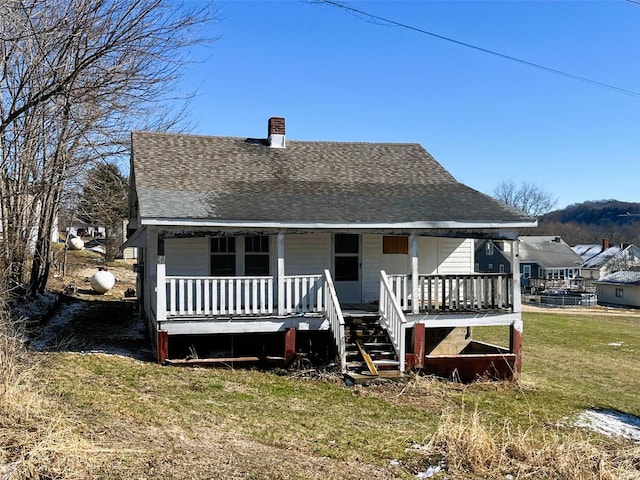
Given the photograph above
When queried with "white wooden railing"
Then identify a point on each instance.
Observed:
(392, 318)
(335, 318)
(248, 295)
(304, 293)
(459, 293)
(198, 296)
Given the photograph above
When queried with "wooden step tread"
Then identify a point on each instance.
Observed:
(386, 362)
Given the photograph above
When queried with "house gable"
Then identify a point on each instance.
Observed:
(229, 181)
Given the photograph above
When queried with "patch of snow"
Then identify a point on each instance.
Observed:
(611, 423)
(52, 335)
(38, 307)
(429, 472)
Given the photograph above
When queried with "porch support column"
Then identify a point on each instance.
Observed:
(161, 290)
(281, 297)
(162, 346)
(419, 344)
(415, 303)
(518, 325)
(289, 344)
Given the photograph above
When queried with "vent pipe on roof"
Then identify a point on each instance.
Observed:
(276, 132)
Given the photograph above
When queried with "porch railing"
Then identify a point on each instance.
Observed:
(304, 293)
(471, 292)
(335, 318)
(203, 296)
(392, 318)
(195, 296)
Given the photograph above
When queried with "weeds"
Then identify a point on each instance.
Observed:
(35, 440)
(471, 446)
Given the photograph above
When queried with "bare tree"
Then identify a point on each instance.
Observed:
(76, 77)
(526, 196)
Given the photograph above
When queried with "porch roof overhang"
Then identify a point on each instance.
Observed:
(480, 229)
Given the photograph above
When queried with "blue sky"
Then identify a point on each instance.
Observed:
(338, 76)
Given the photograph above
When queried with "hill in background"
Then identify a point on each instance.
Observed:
(593, 221)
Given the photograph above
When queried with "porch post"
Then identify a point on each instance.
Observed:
(518, 326)
(161, 290)
(162, 346)
(289, 344)
(281, 297)
(415, 303)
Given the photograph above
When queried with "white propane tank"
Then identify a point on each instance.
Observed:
(103, 280)
(76, 243)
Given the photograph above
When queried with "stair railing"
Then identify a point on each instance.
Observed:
(335, 318)
(392, 318)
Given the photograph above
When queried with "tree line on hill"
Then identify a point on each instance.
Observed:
(593, 221)
(578, 224)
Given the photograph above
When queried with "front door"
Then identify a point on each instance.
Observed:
(346, 267)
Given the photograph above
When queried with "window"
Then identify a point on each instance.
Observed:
(223, 256)
(256, 255)
(489, 247)
(397, 245)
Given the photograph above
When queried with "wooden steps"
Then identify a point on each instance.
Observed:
(370, 353)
+---+
INSTRUCTIONS TO FOLLOW:
Copy out all the records exactly, excluding pictures.

WRITTEN REPLY:
Given the photograph above
When queried with "white wooden railing"
Then identify a point on each instance.
Observed:
(392, 318)
(335, 318)
(248, 295)
(304, 293)
(459, 293)
(198, 296)
Given the photograph above
When queried with "wooden step tread"
Then identify a point on each instance.
Observed:
(386, 362)
Given the photograph above
When queried with "house gable"
Then identify a point on each instance.
Observed:
(229, 181)
Given the photograph above
When queried with "patch of snow"
Then identify a point on each instance.
Observed:
(611, 423)
(52, 335)
(38, 307)
(429, 472)
Given the photograph above
When queried with "porch support column"
Then identify a point on each instance.
Observed:
(161, 290)
(281, 297)
(162, 346)
(419, 344)
(415, 303)
(518, 325)
(289, 344)
Given the photograph above
When queried with "vent pipe on roof"
Then identify a point on each instance.
Observed:
(276, 132)
Given the photograph above
When queried with "porch railing"
Then identify a point on each instance.
Observed:
(304, 293)
(471, 292)
(335, 318)
(203, 296)
(392, 318)
(195, 296)
Given the photograph above
When queried with "weeds"
Then identify a point on each instance.
Observed:
(35, 440)
(471, 446)
Given the photograph above
When queried with "bare tree"
Then identify a point on each instance.
Observed:
(76, 77)
(526, 196)
Given the photograph above
When queried with "porch roof overhang"
Then identify a point on each instance.
Observed:
(480, 229)
Given the photograph above
When queried with "blue sky"
Then identify a point on each instance.
Observed:
(338, 76)
Given the photograph above
When queried with "hill in background"
Then identify a point on each instance.
Observed:
(593, 221)
Given the photograph above
When queried with "porch post"
Then identify a point on each instance.
Observed:
(518, 326)
(161, 290)
(162, 346)
(289, 344)
(281, 297)
(415, 303)
Given the photograph above
When queried with "white propane tank"
Then identify a point on each instance.
Observed:
(103, 280)
(76, 243)
Given the photograph above
When queried with "stair railing"
Then identify a point on each instance.
Observed:
(335, 318)
(392, 318)
Given the photograph above
When queried with "tree line on hill"
Then identify a point on each instance.
Observed:
(593, 221)
(578, 224)
Given the photograph above
When queried with "front door"
Then identify a point on each instance.
Observed:
(346, 267)
Given the photograph above
When queried with "window"
Then identify a point on each instance.
Observed:
(223, 256)
(256, 255)
(489, 247)
(397, 245)
Given the photograph above
When queried with "wooden steps"
Then identify a point on each instance.
Observed:
(370, 353)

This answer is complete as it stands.